Listing >>

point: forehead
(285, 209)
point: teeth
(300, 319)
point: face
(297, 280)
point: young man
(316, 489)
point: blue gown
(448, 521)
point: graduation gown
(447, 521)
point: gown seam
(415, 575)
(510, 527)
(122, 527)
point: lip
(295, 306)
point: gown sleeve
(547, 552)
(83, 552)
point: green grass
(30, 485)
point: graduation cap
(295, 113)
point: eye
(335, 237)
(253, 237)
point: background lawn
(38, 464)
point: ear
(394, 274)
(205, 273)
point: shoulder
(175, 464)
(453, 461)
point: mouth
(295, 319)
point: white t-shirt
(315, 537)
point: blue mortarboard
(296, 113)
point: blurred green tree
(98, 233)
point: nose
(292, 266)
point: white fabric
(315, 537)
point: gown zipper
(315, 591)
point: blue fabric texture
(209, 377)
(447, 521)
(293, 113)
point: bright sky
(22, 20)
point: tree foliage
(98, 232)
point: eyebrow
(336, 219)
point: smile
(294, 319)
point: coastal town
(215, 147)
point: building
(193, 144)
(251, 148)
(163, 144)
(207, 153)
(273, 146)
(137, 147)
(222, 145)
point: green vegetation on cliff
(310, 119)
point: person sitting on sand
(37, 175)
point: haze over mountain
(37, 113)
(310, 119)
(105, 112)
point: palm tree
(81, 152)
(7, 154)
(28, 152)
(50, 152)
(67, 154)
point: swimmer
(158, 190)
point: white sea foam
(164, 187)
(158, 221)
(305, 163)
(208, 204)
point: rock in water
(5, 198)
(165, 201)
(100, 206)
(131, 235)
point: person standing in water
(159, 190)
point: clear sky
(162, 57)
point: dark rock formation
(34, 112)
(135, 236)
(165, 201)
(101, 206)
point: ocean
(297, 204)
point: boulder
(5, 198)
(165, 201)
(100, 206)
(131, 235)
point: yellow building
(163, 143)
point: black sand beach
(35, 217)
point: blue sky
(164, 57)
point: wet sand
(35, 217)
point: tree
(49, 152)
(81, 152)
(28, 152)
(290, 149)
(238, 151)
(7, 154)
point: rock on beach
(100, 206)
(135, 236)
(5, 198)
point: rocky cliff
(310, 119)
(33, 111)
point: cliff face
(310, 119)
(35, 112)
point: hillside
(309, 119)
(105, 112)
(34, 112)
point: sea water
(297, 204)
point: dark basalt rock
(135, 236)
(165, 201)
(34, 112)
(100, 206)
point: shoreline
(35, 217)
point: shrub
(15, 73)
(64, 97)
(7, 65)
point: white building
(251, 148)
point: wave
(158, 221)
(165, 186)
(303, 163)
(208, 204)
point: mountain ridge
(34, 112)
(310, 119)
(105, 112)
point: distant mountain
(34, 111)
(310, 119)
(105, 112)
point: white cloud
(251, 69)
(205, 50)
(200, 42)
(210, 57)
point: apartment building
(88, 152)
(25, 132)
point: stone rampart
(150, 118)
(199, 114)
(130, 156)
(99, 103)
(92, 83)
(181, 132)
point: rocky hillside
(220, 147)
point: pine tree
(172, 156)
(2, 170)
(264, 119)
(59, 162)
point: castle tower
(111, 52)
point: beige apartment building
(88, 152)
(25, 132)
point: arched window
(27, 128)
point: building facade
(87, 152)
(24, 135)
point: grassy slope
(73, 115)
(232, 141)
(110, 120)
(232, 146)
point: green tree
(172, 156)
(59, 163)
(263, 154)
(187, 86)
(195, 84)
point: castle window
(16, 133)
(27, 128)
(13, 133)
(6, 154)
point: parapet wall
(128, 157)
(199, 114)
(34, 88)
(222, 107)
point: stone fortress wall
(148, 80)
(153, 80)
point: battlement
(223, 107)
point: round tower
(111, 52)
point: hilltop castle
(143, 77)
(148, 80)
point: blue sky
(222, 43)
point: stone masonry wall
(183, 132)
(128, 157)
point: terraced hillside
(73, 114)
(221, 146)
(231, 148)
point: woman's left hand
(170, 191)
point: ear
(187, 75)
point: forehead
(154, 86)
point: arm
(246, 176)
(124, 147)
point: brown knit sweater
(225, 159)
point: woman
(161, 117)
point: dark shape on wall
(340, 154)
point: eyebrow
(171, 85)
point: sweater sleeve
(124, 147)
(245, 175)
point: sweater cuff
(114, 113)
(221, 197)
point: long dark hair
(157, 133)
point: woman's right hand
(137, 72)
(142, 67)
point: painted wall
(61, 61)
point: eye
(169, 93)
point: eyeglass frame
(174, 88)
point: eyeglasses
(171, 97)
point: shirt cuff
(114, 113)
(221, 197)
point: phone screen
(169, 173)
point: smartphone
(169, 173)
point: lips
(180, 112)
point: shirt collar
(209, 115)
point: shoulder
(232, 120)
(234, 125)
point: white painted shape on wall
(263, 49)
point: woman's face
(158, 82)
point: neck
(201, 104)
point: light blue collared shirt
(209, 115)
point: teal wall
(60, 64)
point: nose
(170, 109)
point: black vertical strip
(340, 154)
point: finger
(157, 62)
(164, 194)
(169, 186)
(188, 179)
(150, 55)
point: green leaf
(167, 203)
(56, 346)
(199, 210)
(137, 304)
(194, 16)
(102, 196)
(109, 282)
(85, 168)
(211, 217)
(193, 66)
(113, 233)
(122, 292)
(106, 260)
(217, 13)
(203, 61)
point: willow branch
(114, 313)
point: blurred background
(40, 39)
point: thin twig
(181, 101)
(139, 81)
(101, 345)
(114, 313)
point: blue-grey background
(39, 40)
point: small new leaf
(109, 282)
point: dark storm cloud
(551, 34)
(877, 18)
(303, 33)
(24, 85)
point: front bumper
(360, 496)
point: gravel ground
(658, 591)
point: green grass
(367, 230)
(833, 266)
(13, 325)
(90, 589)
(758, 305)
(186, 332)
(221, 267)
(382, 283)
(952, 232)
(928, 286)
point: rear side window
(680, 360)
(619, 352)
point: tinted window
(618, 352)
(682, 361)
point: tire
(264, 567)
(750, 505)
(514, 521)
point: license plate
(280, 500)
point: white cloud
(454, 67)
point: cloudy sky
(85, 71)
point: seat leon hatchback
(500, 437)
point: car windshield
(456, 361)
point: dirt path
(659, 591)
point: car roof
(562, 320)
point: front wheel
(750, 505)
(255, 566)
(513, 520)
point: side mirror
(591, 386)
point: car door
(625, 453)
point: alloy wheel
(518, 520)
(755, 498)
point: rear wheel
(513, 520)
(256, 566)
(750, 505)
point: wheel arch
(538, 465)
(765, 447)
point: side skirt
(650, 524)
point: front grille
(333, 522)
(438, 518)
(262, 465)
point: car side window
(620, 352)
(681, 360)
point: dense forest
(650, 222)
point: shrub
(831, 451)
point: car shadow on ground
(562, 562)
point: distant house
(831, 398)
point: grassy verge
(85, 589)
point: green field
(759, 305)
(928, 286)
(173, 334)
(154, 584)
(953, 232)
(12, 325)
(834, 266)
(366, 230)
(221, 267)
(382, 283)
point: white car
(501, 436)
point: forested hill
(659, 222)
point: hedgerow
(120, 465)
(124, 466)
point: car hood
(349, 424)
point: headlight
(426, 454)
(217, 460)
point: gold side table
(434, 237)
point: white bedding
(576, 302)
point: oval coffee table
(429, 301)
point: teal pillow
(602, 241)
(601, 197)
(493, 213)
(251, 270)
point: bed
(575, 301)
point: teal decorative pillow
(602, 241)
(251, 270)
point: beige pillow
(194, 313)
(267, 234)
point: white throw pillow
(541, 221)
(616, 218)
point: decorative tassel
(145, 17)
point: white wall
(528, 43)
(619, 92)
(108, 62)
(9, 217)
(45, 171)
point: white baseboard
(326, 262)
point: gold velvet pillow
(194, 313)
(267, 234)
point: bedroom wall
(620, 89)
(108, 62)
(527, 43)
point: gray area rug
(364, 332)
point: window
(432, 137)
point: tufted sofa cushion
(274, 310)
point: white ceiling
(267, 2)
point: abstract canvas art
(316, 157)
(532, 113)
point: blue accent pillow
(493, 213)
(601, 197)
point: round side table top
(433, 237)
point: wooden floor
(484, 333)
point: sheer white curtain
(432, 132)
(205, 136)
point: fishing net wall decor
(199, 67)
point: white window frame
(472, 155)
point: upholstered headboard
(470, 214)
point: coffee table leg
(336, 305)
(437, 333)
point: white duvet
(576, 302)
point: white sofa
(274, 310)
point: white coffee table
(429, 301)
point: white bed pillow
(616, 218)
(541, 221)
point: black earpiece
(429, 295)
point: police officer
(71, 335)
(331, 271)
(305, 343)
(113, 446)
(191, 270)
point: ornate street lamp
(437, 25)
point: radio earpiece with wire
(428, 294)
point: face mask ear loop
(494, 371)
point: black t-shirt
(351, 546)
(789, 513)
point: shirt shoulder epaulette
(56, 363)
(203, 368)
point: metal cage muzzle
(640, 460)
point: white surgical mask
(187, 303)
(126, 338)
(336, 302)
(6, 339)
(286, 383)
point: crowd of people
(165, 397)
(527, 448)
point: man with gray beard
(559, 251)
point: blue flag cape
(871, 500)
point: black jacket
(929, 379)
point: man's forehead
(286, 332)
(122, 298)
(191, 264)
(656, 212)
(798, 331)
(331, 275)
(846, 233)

What you should do >>
Copy out the entries word for word, starting with the line that contains "point: teal pillow" and going on through the last line of the entries.

Exercise answer >>
point: teal pillow
(602, 241)
(601, 197)
(493, 213)
(251, 270)
point: bed
(575, 301)
point: teal decorative pillow
(602, 241)
(251, 270)
point: beige pillow
(194, 313)
(267, 234)
point: white throw pillow
(541, 221)
(616, 218)
point: decorative tassel
(145, 17)
point: white wall
(528, 43)
(619, 92)
(108, 62)
(9, 217)
(45, 171)
point: white baseboard
(326, 262)
point: gold velvet pillow
(194, 313)
(267, 234)
point: bedroom wall
(620, 89)
(108, 62)
(527, 43)
point: gray area rug
(364, 332)
point: window
(432, 137)
point: tufted sofa cushion
(274, 310)
point: white ceiling
(267, 2)
point: abstract canvas art
(316, 157)
(532, 113)
point: blue accent pillow
(493, 213)
(601, 197)
point: round side table top
(433, 237)
point: wooden floor
(484, 333)
point: sheer white curtain
(432, 132)
(205, 136)
point: fishing net wall decor
(199, 67)
point: white window frame
(472, 155)
point: upholstered headboard
(470, 214)
point: coffee table leg
(336, 305)
(437, 333)
point: white duvet
(576, 302)
point: white sofa
(274, 310)
point: white coffee table
(429, 301)
point: white bed pillow
(616, 218)
(541, 221)
point: black earpiece
(429, 295)
point: police officer
(71, 335)
(331, 271)
(305, 343)
(113, 446)
(191, 270)
point: ornate street lamp
(437, 25)
point: radio earpiece with wire
(428, 294)
point: face mask ear loop
(494, 371)
point: black t-shirt
(351, 546)
(789, 513)
point: shirt shoulder epaulette
(56, 363)
(203, 368)
point: metal cage muzzle
(640, 460)
point: white surgical mask
(187, 303)
(126, 338)
(336, 302)
(6, 339)
(286, 383)
point: crowd of people
(165, 397)
(527, 448)
point: man with gray beard
(559, 251)
point: blue flag cape
(871, 500)
point: black jacket
(929, 379)
point: man's forehead
(286, 332)
(122, 298)
(191, 264)
(656, 212)
(798, 331)
(331, 275)
(846, 233)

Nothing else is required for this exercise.